**PROBLEM REQUIREMENTS**
Reproduce all of the lines below, requests included. Multiply each bounding box coordinate listed under the results by 1.9 and round to the nearest whole number, with halves rounding up. Leave every other number unchanged.

(Items stored from a collection)
**********

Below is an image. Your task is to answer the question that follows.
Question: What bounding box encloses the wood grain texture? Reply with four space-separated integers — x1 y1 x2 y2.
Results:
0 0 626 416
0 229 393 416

**********

**CORRECT RESULT**
Below is an image. Your task is to answer the question that follows.
Question: What bounding box encloses the wood grain texture? Reply with four space-separated integers — x1 y1 x2 y2.
Results:
0 0 1189 790
0 435 747 790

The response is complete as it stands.